───── Records to process ─────

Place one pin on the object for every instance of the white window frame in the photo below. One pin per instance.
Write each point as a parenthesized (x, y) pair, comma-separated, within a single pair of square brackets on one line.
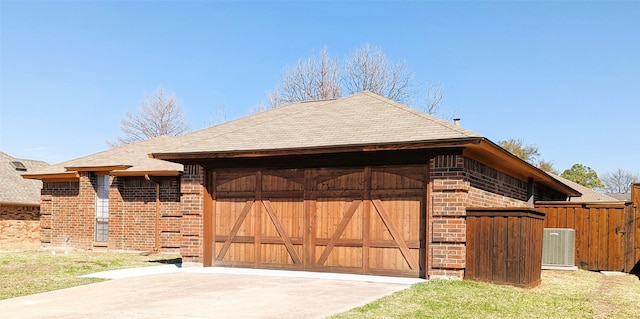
[(102, 208)]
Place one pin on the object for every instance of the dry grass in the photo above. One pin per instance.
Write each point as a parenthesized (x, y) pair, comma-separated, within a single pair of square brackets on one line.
[(579, 294), (30, 272)]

─────

→ Written task
Put the records into a JSON list of strings, starting at the line that contains "above. One pin per instance." and continuing through the end of the records, with one string per line and no blank lines.

→ Task result
[
  "Place one pin on the object for every instance of the dry grass in the photo above. One pin per instance.",
  "Write each point as a parenthesized (x, y) pair, comma-separated, within a single pair of square brackets on one line.",
  "[(579, 294), (30, 272)]"
]